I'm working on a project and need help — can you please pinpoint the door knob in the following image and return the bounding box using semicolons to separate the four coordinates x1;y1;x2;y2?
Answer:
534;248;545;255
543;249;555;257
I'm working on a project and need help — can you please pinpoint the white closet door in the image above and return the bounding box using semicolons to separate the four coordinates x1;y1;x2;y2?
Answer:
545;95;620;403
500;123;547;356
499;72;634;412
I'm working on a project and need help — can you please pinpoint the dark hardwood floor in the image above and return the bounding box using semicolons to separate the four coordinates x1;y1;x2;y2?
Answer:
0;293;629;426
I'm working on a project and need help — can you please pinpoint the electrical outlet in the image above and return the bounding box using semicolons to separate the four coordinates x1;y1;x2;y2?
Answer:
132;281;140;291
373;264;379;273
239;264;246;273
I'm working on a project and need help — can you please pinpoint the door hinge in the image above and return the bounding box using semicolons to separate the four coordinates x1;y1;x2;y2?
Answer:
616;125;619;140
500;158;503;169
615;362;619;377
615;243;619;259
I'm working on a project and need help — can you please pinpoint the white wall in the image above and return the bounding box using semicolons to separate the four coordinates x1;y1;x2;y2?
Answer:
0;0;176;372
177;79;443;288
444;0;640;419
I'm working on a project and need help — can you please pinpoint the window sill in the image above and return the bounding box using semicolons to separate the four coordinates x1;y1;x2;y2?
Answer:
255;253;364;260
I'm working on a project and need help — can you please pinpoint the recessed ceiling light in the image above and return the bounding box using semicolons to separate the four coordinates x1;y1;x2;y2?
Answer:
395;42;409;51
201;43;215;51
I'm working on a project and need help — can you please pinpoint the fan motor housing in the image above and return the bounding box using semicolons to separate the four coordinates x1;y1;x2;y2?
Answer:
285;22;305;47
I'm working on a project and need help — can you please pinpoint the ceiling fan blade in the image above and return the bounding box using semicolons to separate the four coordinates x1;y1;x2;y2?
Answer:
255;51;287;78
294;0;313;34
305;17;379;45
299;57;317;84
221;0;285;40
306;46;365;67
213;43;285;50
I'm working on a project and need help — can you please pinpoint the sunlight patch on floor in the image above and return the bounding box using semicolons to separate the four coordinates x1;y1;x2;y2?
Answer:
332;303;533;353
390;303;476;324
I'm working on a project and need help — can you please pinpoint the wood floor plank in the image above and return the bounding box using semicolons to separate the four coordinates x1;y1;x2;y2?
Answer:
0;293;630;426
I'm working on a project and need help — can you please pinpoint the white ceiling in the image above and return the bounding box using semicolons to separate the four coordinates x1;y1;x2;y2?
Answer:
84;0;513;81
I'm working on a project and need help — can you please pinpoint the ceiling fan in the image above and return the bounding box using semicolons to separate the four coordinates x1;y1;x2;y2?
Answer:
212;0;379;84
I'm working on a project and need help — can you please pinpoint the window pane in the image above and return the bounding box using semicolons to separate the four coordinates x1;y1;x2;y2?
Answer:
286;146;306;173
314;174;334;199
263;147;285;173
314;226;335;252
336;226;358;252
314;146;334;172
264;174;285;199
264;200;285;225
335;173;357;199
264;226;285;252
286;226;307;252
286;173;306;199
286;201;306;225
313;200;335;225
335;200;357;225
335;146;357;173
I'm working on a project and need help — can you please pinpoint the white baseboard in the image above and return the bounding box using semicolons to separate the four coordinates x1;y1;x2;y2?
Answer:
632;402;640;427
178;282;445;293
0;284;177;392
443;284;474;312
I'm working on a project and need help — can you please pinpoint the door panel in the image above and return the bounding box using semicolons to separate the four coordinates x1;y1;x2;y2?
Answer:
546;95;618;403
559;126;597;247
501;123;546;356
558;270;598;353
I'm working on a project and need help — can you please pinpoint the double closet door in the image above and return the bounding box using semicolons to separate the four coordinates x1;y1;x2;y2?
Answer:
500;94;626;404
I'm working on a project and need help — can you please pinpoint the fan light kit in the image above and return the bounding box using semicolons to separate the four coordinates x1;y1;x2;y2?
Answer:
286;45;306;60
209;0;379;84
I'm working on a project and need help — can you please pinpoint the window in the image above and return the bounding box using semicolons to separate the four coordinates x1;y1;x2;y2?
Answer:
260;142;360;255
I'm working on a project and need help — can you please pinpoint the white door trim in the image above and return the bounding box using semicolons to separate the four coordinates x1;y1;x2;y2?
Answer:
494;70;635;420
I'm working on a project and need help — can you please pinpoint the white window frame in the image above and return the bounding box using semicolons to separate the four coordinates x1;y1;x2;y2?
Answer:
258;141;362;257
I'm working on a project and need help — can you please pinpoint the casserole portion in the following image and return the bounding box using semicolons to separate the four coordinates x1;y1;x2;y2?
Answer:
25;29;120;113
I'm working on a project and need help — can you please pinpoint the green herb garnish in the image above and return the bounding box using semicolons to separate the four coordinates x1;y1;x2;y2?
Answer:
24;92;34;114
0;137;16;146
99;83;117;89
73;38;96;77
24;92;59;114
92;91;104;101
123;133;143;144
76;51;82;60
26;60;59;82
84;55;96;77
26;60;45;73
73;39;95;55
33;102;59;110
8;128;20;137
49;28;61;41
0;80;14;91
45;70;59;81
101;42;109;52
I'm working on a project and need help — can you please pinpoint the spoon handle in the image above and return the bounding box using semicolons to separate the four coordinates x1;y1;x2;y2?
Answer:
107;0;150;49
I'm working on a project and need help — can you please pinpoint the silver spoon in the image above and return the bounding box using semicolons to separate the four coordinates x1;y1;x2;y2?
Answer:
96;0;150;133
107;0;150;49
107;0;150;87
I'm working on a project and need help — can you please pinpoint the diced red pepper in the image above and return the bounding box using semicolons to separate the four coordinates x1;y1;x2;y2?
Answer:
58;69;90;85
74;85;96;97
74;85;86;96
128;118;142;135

________________________________________

ACTIVITY
Nothing in the records should differ from the original when you retype them.

RESPONSE TO THE TASK
I'm working on a project and need help — can you please pinpoint the door knob in the following image and return the bounding box using semicolons to separate the four coordinates x1;y1;x2;y2?
Answer:
534;248;545;255
543;249;555;257
I'm working on a project and need help — can you please pinpoint the white closet door in the image above and return the bounding box using semicolons to separate the four coordinates x1;y1;x2;y2?
Answer:
545;95;620;403
500;123;547;356
499;72;634;412
I'm working on a project and need help — can you please pinpoint the dark hardwood floor in the image above and return the bounding box using semicolons to separate the four coordinates x1;y1;x2;y2?
Answer:
0;293;629;426
I'm working on a project and need help — can you please pinpoint the electrical outlet in the image above and return the bounding box using semicolons to separate the four coordinates x1;y1;x2;y2?
Answer:
132;281;140;291
373;264;379;273
239;264;246;273
I'm working on a project and need help — can you please pinpoint the door hinge in the image above and return the bounding box using semicolons to separate the four coordinates x1;y1;x2;y2?
Answer:
616;125;619;140
500;158;503;169
615;362;619;377
615;243;619;259
I'm working on a project and need help — can you please pinpoint the white wall in the image above and return the bounding box using semicolons to separate the four coordinates x1;y1;x2;y2?
Answer:
0;0;176;372
177;79;443;288
444;0;640;419
I'm working on a project and need help — can you please pinpoint the window sill in the image above and return the bounding box using semicolons to separate the four coordinates x1;y1;x2;y2?
Answer:
255;253;364;260
I'm working on a project and need help — can you please pinpoint the recessed ceiling light in the image above and return the bounding box using semicolons to separate the four coordinates x1;y1;x2;y2?
Answer:
395;42;409;51
201;43;215;51
I'm working on a project and need help — can you please pinpoint the fan motor housing in the image above and return the bounding box using semicolons to separate the four coordinates x1;y1;x2;y2?
Answer:
285;22;305;47
I'm working on a project and need help — can you please pinpoint the ceiling fan blade in the image above and return the bounding box using semicolons to separate the four coordinates x1;y1;x2;y2?
Answer:
255;51;287;78
294;0;313;34
305;17;379;45
299;57;317;84
221;0;285;40
306;46;365;67
213;43;285;50
I'm working on a project and need help — can you please pinpoint the sunlight patch on floor in the image above and return the bounding box using semicolons to separate the four coordinates x1;y1;x2;y2?
Answer:
332;303;533;353
390;303;476;324
I'm working on a project and need help — can you please pinpoint the wood floor plank in the image above and return the bounding box using semicolons to separate the four coordinates x1;y1;x2;y2?
Answer:
0;293;630;426
I'm working on a project and need help — can you please pinpoint the white ceiling in the image above and return the bounding box using semicolons to separate the four coordinates x1;y1;x2;y2?
Answer:
84;0;513;81
I'm working on a project and need help — can you please pinpoint the ceiling fan in the image above and return the bounding box using semicolons to separate the four coordinates x1;y1;x2;y2?
Answer:
212;0;379;84
I'm working on a project and need help — can you please pinpoint the window pane in the image above and return the bounding box using semicolons to separate the four coordinates x1;y1;x2;y2?
Answer:
286;146;306;173
314;174;334;199
263;147;285;173
314;226;335;252
336;226;358;252
314;146;334;172
264;174;285;199
264;200;285;225
335;173;357;199
264;226;285;252
286;226;307;252
286;173;306;199
286;201;306;225
313;200;335;225
335;200;357;225
335;146;357;173
I'm working on a project and need help — can you please pinpoint the white baseboard in the image above and return the bounding box using semicolons to separate the four coordinates x1;y1;x2;y2?
Answer:
632;402;640;427
178;282;445;293
0;284;177;392
443;284;474;312
I'm working on a project and need help — can you please pinpoint the door panel in the image above and return the bounding box using semicolons to separate the four coordinates x1;y1;x2;y2?
Answer:
546;95;618;403
559;126;597;247
501;123;546;356
558;270;598;353
I'm working on a project and need help — can you please pinpoint the double closet door in the image above and return the bounding box using semicolons to separate the four coordinates x1;y1;x2;y2?
Answer:
500;94;626;404
I'm working on a project and need help — can you please pinpoint the fan light kit in the image above and return the bounding box using semicolons to separate the four coordinates x1;y1;x2;y2?
Answer:
286;45;306;60
209;0;379;84
I'm working on a project and need help — can you please pinpoint the window in the image above and return the bounding box using semicolons to separate the four coordinates x1;y1;x2;y2?
Answer:
260;142;360;255
I'm working on a project and need help — can you please pinpoint the white door trim in the image above and return the bounding box using semicolons to separate the four coordinates x1;y1;x2;y2?
Answer:
494;70;635;420
I'm working on a project and need help — can you please pinpoint the white window frame in the image above and return the bounding box using semicolons to separate the four coordinates x1;y1;x2;y2?
Answer:
258;141;362;257
I'm working on a project and need help — can you please pinpoint the casserole portion in the following image and return the bounding box using semicolons to separate the four coordinates x1;y1;x2;y2?
Answer:
25;29;120;113
I'm working on a project and need help — can you please pinpoint the green herb garnish in the image above and return the bounding box using semicolons to separate the four coordinates x1;y1;x2;y2?
Answer:
24;92;34;114
0;137;16;146
99;83;117;89
73;38;96;77
24;92;59;114
92;91;104;101
123;133;143;144
76;51;82;60
26;60;59;82
84;55;96;77
26;60;45;73
73;39;95;55
33;102;59;110
8;128;20;137
49;28;61;41
0;80;14;91
45;70;59;81
101;42;109;52
I'm working on a project and need help — can you please pinpoint the spoon handle in the image above and return the bounding box using semicolons to separate the four coordinates x1;y1;x2;y2?
Answer:
107;0;150;49
I'm working on a project and need help — can you please pinpoint the silver spoon in the image above and return the bounding box using semicolons to separate the four coordinates x1;y1;x2;y2?
Answer:
96;0;150;133
107;0;150;49
107;0;150;87
I'm working on a project and need help — can you please pinpoint the diced red pepper in the image above and return the bounding box using semicolons to separate the four coordinates x1;y1;x2;y2?
Answer:
58;69;90;85
74;85;96;97
74;85;86;96
128;118;142;135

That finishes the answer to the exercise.